:: EXTRACTED TEXT ::
►

How I Built a YouTube Knowledge Base with AI
The architecture behind Skip: pgvector, semantic chunking, and RAG over video transcripts. A technical walkthrough of turning YouTube into a searchable knowledge base.
The Skip Team
Skip Team
Skip processes YouTube videos through a pipeline: transcript extraction → chunking → embedding with text-embedding-3-small → storage in pgvector. Users search by meaning, not keywords. Built with Next.js, FastAPI, Celery, Redis, and Supabase. This post walks through the architecture decisions and trade-offs.
I watch a lot of YouTube. Tutorials, conference talks, deep dives on system design. At some point I realized I had hundreds of hours of video knowledge trapped behind play buttons — impossible to search, impossible to reference.
So I built Skip: a system that turns YouTube videos into a searchable knowledge base you can query with natural language. This post covers the architecture, the trade-offs, and what I learned building it.
The Problem: Video Knowledge Is Locked
YouTube's search finds videos. It doesn't search inside videos. If you watched a 40-minute talk where the speaker explained connection pooling for 90 seconds, you'll never find that segment again unless you remember which video it was in and scrub through the timeline.

◄

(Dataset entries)
►

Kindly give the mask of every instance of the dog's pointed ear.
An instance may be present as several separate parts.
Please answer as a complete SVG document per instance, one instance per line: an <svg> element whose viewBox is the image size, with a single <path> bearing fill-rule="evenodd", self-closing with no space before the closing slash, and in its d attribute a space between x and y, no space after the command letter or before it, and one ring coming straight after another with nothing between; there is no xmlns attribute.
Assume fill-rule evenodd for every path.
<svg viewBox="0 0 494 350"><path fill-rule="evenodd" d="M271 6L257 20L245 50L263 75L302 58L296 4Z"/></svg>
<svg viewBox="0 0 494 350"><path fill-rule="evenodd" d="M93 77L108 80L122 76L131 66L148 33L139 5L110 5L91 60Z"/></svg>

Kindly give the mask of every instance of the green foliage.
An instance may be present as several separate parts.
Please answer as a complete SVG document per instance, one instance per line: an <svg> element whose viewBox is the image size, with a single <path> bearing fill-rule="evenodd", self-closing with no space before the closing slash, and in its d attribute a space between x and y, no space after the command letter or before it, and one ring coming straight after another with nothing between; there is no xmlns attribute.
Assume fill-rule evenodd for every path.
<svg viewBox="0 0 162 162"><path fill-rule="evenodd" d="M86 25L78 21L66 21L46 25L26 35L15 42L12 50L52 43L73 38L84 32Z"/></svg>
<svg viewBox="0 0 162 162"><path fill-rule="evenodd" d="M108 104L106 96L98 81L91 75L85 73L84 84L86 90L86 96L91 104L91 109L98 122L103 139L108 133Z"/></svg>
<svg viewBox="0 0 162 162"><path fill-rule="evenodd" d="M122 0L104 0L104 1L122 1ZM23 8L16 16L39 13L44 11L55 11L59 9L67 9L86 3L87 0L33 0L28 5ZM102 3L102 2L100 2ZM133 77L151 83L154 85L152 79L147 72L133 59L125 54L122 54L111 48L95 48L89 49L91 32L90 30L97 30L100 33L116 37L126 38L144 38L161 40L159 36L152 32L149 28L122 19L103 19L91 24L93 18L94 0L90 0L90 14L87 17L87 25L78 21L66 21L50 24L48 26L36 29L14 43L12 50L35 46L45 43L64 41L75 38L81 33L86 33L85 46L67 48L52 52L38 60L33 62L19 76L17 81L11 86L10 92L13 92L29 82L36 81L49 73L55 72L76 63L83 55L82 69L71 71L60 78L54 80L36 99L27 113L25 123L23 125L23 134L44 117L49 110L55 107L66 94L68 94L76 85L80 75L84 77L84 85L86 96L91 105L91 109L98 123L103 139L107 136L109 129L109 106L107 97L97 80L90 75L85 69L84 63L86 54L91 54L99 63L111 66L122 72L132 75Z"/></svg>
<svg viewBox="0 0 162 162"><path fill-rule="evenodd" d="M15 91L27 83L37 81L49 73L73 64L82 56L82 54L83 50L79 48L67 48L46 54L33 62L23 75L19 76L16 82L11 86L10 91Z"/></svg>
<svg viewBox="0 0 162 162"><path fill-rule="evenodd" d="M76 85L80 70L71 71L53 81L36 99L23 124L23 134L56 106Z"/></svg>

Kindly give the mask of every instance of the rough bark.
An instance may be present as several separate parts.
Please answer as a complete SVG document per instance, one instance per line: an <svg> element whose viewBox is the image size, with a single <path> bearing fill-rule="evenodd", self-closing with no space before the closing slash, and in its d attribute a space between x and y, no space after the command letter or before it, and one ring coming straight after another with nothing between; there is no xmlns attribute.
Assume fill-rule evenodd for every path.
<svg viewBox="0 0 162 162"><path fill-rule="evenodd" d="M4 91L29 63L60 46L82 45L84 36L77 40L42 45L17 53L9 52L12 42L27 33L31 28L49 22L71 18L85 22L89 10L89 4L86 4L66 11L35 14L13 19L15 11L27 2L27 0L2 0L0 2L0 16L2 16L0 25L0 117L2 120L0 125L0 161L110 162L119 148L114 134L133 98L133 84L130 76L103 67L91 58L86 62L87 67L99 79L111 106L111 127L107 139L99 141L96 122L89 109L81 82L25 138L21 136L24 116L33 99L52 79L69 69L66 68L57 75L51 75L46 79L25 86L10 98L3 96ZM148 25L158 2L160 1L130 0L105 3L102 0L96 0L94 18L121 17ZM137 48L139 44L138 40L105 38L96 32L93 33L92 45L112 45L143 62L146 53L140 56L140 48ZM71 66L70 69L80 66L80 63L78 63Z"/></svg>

◄

:: TASKS ::
1. Revise the stretch of the YouTube knowledge base post from "How I Built" through "decisions and trade-offs.", putting "Qdrant" wherever "pgvector" appears.
2. Write the next part of the YouTube knowledge base post, picking up right after its final sentence.

:: ACTIVITY ANSWERS ::
1.
How I Built a YouTube Knowledge Base with AI
The architecture behind Skip: Qdrant, semantic chunking, and RAG over video transcripts. A technical walkthrough of turning YouTube into a searchable knowledge base.
The Skip Team
Skip Team
Skip processes YouTube videos through a pipeline: transcript extraction → chunking → embedding with text-embedding-3-small → storage in Qdrant. Users search by meaning, not keywords. Built with Next.js, FastAPI, Celery, Redis, and Supabase. This post walks through the architecture decisions and trade-offs.

2.
I wanted something simple: import a video, and be able to search it later by what was said, not by what the title or description happened to contain.
Architecture Overview
The system has four layers:
- Ingestion — extract metadata and transcripts from YouTube
- Processing — chunk transcripts, generate embeddings, store vectors
- Search — semantic similarity search over the vector store
- Chat — RAG pipeline that answers questions using retrieved context
The frontend is Next.js with TypeScript. The backend is FastAPI (Python). Async work runs on Celery with Redis as the broker. The database is Supabase — PostgreSQL with the pgvector extension for vector similarity search.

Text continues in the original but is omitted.